Exercise details | Each entry should be duplicated verbatim; its pictures should not be.

Records shown |
· · ·
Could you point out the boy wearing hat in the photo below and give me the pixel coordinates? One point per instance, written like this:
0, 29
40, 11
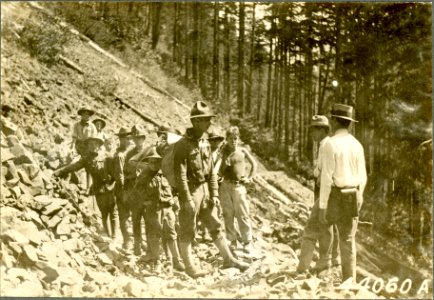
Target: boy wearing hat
83, 129
118, 175
314, 231
96, 164
198, 190
159, 216
343, 180
233, 191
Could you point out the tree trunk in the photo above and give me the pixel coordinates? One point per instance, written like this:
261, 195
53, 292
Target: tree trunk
240, 89
252, 58
216, 68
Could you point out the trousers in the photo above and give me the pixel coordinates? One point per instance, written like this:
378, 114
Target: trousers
206, 212
233, 198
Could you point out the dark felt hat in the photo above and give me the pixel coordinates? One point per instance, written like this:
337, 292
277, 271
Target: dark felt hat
83, 110
343, 111
214, 134
99, 120
138, 131
152, 154
201, 110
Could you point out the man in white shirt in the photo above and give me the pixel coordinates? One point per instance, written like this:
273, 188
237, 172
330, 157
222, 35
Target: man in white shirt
314, 231
343, 180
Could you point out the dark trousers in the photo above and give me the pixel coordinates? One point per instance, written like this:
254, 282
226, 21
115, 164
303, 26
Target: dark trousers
124, 213
106, 205
206, 213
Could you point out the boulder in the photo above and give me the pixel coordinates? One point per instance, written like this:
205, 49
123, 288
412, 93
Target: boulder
15, 236
50, 270
30, 255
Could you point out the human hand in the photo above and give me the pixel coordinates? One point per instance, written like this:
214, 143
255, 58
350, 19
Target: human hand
322, 216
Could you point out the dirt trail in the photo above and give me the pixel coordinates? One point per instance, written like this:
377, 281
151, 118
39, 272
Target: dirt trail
50, 240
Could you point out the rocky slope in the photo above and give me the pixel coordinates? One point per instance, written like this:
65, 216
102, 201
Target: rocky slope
50, 235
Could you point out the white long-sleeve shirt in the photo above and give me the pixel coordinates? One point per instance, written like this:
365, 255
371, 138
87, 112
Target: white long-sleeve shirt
342, 165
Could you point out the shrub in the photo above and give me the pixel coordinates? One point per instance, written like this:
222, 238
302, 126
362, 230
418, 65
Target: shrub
43, 39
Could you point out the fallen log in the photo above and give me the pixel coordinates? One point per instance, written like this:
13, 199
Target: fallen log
69, 63
140, 114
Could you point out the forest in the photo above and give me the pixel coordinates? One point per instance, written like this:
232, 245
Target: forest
268, 67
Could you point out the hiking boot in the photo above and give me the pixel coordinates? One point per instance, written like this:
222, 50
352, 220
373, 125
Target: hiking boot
248, 247
185, 249
178, 265
229, 260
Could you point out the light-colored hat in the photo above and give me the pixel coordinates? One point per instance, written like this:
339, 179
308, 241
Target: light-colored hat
123, 132
138, 131
343, 111
319, 121
201, 110
96, 137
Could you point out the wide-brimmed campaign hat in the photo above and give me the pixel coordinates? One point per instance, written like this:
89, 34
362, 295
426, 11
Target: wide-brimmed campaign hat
319, 121
201, 110
138, 131
152, 154
123, 132
343, 111
83, 110
99, 120
214, 134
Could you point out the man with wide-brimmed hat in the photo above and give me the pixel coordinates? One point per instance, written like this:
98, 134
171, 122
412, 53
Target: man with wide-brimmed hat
198, 190
343, 180
83, 129
98, 166
159, 215
118, 175
327, 236
133, 192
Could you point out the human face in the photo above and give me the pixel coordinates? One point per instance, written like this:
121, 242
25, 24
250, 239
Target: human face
98, 125
85, 116
215, 144
154, 164
233, 141
201, 124
139, 141
93, 146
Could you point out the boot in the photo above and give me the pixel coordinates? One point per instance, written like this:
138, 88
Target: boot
185, 249
177, 264
306, 254
228, 260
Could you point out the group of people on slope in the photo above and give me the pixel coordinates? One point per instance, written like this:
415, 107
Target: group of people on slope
170, 186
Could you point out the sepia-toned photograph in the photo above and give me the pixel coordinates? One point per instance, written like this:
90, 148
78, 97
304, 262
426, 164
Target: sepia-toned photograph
216, 150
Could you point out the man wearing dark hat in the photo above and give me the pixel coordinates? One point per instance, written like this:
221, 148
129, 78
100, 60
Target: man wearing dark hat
100, 124
96, 164
83, 129
198, 190
314, 231
118, 175
343, 180
159, 215
133, 192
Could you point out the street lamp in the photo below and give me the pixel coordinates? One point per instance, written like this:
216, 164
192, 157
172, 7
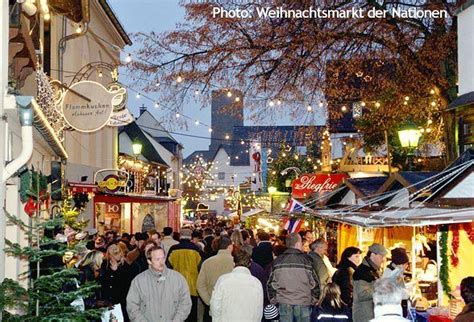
· · ·
Task output |
Could you point out the boy wearing hat in the photo below and give me the pixel coordinates? One point per instance, written like this:
0, 29
40, 11
Target: boy wearing hat
83, 129
118, 175
314, 231
96, 164
198, 190
159, 216
343, 180
233, 191
Could you point out the tree trunk in the photo above and give me the pixel coordinates? One point per instance, written like this:
261, 195
53, 292
Target: tree trunk
240, 89
252, 58
216, 68
Could you point out the trousers in the photo above and give me the pixel coordinates? One point per instance, written like this:
378, 114
Target: trousers
206, 212
233, 198
Could you point out the dark felt hat in the photo above and give me the pixel coordinates? One point per instance, written like this:
337, 292
277, 271
Target: dark felt hat
83, 110
343, 111
214, 134
99, 120
138, 131
152, 154
201, 110
Could you point out the man in white shirt in the photo above and give me the pixel coordinates? One point per instance, written like this:
273, 188
237, 172
330, 157
222, 35
Target: man in white shirt
314, 231
343, 180
Could you point out the dark trousers in the photo above and give me the pixel coordinates? One point per instance, written like this:
254, 282
226, 21
115, 164
303, 26
Target: dark trousers
124, 213
106, 205
206, 213
Could you point out the boulder in the photo above and give me the pixel coordinates? One point per instance, written like this:
205, 49
123, 288
412, 93
Target: boulder
15, 236
50, 270
30, 255
Could you point out the human hand in the photo above and give me the pixel coordinates? One point per instance, written like this:
214, 143
255, 58
350, 19
Target: human hand
322, 216
Could you point out the dirt trail in the photo above and give me the pixel coordinates? One point per instance, written like this:
377, 281
151, 118
39, 272
Target: dirt trail
50, 240
Could you point out the rocky slope in the photo above and give me the pixel coordinates? One point per instance, written like this:
65, 216
102, 201
Target: rocky slope
50, 235
Could you point out the white long-sleeve shirt in the photo above and give me the pixel coordinates? One point per instance, written like this:
365, 255
371, 138
87, 112
Target: white long-sleeve shirt
342, 165
Could you point out the shrub in the photo above and give me the pixel coordinates? One point per instance, written like this:
222, 238
302, 126
362, 230
418, 65
Target: shrub
43, 39
Could you point out the fallen log in the photo above and give me the pixel coordinates? One point per instance, written like this:
13, 199
Target: fallen log
69, 63
140, 114
Could you point out the forest in the photo above and give me the pixel coordinates? One point per instance, written like this:
232, 245
Target: forest
268, 67
Could you point out the hiking boot in the photo above and give me the pixel coordinates? One point per instance, written like this:
222, 50
352, 220
373, 125
Target: hiking boot
248, 247
185, 249
178, 265
229, 260
Could you point out the light-colored hat in the photo above and give me the pixel coordinates? One point per instance, written like this:
339, 179
308, 241
Target: light-colored hat
123, 132
138, 131
343, 111
319, 121
201, 110
96, 137
Could you point out the wide-brimmed campaign hat in the photo above and give me the pixel coordinates? One point per instance, written like this:
89, 34
362, 295
426, 11
Target: wide-brimmed campaign hat
319, 121
201, 110
138, 131
152, 154
123, 132
343, 111
83, 110
99, 120
214, 134
Could you point out the man with wide-brimmed hat in the photo above and give me the pixel coordinates? One point per instance, written like this:
98, 134
171, 122
412, 53
Target: man with wide-brimmed hat
198, 190
343, 180
83, 129
98, 166
159, 215
118, 175
327, 236
133, 192
Could you point out the human face in the photo above and give me the pixel coordinates? One point per instance, written like this:
121, 242
25, 24
250, 239
Target: human face
98, 125
85, 116
215, 144
154, 164
233, 141
201, 124
139, 141
93, 146
Could you point out the boot in the photo above and give me the pixel coordinates? One point per instance, written like this:
138, 88
Target: boot
185, 249
177, 264
306, 254
228, 260
Could you point out the group of people on slope in the photo above and give me the pixel coordinates? One point per instance, written like this:
415, 107
Target: group of people on slope
170, 186
Could you point out the sepia-toned photograph in the photo above and give me the pixel coordinates? One point per instance, written like this:
90, 148
78, 97
304, 262
426, 164
Target: sepia-toned photograph
216, 150
Could you point out the man wearing dark hat in the photo above and give me the pixel coordinates? One point per instance, written like this:
221, 148
129, 78
100, 60
Target: man wearing dark hat
100, 124
96, 164
83, 129
198, 190
314, 231
118, 175
343, 180
159, 215
133, 192
Could you point out the street lamp in the photo below and give me the pixel coordinates? One point per instance, written like this:
216, 164
192, 157
172, 7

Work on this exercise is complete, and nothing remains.